— ARTÍCULO —

━━━━━━━━━━

Supe, también que había personas, andantes sombras de Letras, que no lo querían, y supe entonces lo estúpido de las ideologías, de sus puños en alto, de sus rodillas en tierra…

¿Mi primera clase con Hesnor? En un primer momento, el miedo, la duda, la bendita timidez… Luego, luego el asombro, la sonrisa, la maravilla del verso español, de los juegos rítmicos y semánticos de esos señores del medioevo y del siglo de oro, tan inquietos, tan delatores de la realidad, tan encantados por la palabra, dormido carbón que golpe a golpe fueron convirtiendo en fabulosos diamantes, en inigualables joyas de la cultura universal…

Escuchábamos al poeta con su voz de locutor de radionovela enjaezar ideas y palabras en las crines indomables de nuestros sueños y precarios emborronamientos del amor en flor y canto…

En la voz penetrante de Rivera supe andar los plácidos y angustiosos caminos de Garcilaso; las palabras rudas y atrevidas del Arcipreste; los tímidos asomos a la luz española de las jarchas mozárabes; la ingenua piedad de Berceo; la despellejada ironía de Francisco, el de los Quevedos; el golpe seco e infinito sobre la palabra del huraño don Luis de Góngora.

Hesnor fue maestro, guía, luz (y no exagero) que nos condujo, a este grupo de imberbes y más que perdidos estudiantes que sospechábamos de lo que hacían y escribían los hispanohablantes de allá, allende el mar de los sargazos, por los senderos inagotables de la primera literatura española, la que inauguraba un idioma de manera tan magistral…

Claro que también nos reímos de sus gestos, de sus palabras, de sus acciones, como cuando intentaba vanamente introducir el cigarrillo en su boca, mientras nos recitaba un soneto de Garcilaso, recién salido de su vida de eterno huésped…

Y cómo sonaba el verso rústico de Dom Sem Tob, el de Carrión, en el aula, pequeña y cálida (es probable que no funcionara el aire acondicionado), y recorría impune y festivo nuestra piel y nuestra imaginación, en aquél año 1979, tan lleno de gracia.

Hasta que un día me decidí: tímido, receloso, dando tiempo al tiempo y a mi timidez, un día cualquiera de aquel año de gracia, como ya dije, al terminar la clase, me acerqué al poeta (ahora era el POETA) y le entregué, varias hojas de cuaderno que contenían mis primeros poemas “serios”... Hesnor, cigarro en mano, los tomó, se sonrió, y los guardó en su maletín. Me dijo que los leería, y luego daría su dictamen de experto… Casi no dormí por varios días. Recuerdo cómo comenzaba uno de ellos, y pensar que él, el poeta, Hesnor Rivera, leería ese primer verso, y el resto, me angustiaba sobremanera:

      “Menuda ave que taladras ámbitos…”

¿Se dan cuenta ahora el origen de esa resequedad en la garganta, de ese sentirme a la intemperie, desnudo, como el primero entre los torpes (“Poetillas”, les llamaba Federico, el de Granada)?

━━━━━━━━━━

Extracto de un conjunto de datos
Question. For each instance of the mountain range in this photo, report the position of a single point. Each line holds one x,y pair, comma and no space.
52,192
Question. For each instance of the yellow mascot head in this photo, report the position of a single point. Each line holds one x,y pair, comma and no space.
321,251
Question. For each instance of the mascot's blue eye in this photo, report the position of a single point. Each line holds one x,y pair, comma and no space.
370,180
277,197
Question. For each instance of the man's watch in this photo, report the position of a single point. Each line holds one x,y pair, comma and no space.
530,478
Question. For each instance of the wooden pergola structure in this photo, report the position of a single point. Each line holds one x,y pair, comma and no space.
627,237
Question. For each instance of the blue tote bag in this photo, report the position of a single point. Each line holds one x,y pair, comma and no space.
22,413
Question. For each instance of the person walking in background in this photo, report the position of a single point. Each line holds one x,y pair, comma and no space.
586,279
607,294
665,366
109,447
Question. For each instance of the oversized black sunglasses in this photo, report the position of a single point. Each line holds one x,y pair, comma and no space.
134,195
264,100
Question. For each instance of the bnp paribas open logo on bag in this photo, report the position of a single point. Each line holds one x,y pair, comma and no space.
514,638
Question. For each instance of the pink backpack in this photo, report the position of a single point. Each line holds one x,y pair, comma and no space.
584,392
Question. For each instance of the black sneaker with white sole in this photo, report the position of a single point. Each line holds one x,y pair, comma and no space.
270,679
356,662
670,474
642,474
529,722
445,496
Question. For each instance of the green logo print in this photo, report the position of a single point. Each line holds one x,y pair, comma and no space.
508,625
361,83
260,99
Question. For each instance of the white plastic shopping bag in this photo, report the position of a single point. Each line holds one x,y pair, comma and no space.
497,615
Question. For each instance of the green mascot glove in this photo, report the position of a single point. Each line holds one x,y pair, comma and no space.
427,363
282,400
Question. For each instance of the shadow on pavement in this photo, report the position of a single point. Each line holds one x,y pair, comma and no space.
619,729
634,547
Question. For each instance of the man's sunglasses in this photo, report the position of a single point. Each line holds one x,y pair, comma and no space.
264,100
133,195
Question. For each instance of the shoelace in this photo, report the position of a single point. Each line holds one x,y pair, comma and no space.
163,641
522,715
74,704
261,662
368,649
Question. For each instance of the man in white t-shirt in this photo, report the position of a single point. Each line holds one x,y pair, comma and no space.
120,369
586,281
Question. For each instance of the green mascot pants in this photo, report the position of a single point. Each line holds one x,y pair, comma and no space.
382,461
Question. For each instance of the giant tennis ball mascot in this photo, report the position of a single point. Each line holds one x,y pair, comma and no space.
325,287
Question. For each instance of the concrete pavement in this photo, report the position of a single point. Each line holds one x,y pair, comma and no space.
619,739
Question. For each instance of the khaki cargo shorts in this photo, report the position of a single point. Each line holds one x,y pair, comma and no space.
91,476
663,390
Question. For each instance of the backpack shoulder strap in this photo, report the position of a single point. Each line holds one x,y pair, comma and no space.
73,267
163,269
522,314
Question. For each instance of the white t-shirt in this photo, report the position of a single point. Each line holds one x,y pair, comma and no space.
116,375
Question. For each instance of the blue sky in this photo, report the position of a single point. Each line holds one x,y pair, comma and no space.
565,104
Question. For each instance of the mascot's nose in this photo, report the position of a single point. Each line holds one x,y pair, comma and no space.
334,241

━━━━━━━━━━

— TU OBJETIVO —
Prosigue el artículo sobre las clases de Hesnor Rivera a partir de su última oración.

— RESPUESTA AL EJERCICIO —
¿Su respuesta? Con una imborrable sonrisa, aún la guardo como secreto que no violaré. Sólo diré que aprobé, pero me guardo la calificación. Es mi manera de recordar a quien fue poeta, mi profesor, modelo para este camino duro y esperanzador de la docencia. Es mi forma de no traicionar su mirada y memoria de aquel día del año de gracia de 1979…

En 1979, Hesnor Rivera publicó su libro El Visitante Solo del cual publicaremos algunos de sus poemas.

El visitante solo
Atiendo de memoria al visitante
que me veo ser ciertas mañanas
del porvenir desde ahora perdido.
Del mismo modo atiendo a su probable
compañía –de seguro mujeres.
Algún sueño con forma de árbol náufrago.
Un antepasado que se rejuvenece
a medida que va retrocediendo
en su luminoso viaje de retorno.

En la puerta de la calle me hablo
no sin ceremonias del mal tiempo.
Los otros me oyen con sonrisas de cómplices
cuando les pregunto sobre el rumbo
por donde llegarán las lluvias. Las rutas
de los próximos viajes. Sobre el estado
de salud de los seres que amamos
y murieron en un tiempo todavía pendiente.

Una mujer siempre la misma y sin embargo
desconocida en la mitad cambiante
que le ilumina el cuerpo a la derecha
y le humedece el alma por la izquierda
me retiene las manos cuatro veces:
dos allá afuera desde donde vengo
dos aquí adentro donde yo me espero.

El visitante trae en sus vestidos flores
y cartas que jamás se enviaron.
Canta sin titubear las palabras
de una disculpa no ofrecida. De un deseo
no formulado a tiempo. De alguna
confesión ahora espantosa
sobre la soledad y sus miserias
pero que hubiera sido bella dicha a gritos
al amparo de su sitio y su instante.

El visitante pisa de repente
la línea intemporal de su sombra.
(Sus acompañantes pasan hasta el fondo
del patio –beben con deleite el brillo
de las piedras que sembró el sol en la arena).
Lo atiendo de memoria –olvidado
de su porte de animal rencoroso.
Cuando parte todo es afuera lejos
mientras escucho adentro los recuerdos.


La palabra y su sombra

I
Seguramente ya dejaste lejos
la encrucijada que te reclamaba
con sus cuatro brazos –con sus cuatro
estaciones por principio enemigas.

No más allí tenía que encontrarte
inmóvil como una llama a punto
de morir. Aterrada entre las fuerzas
de las diferencias y las semejanzas
pero siempre más extraña y más bella
que la contradicción de aquella zona
de azar en cruz en donde no supimos
quién estaba partiendo y quién volvía.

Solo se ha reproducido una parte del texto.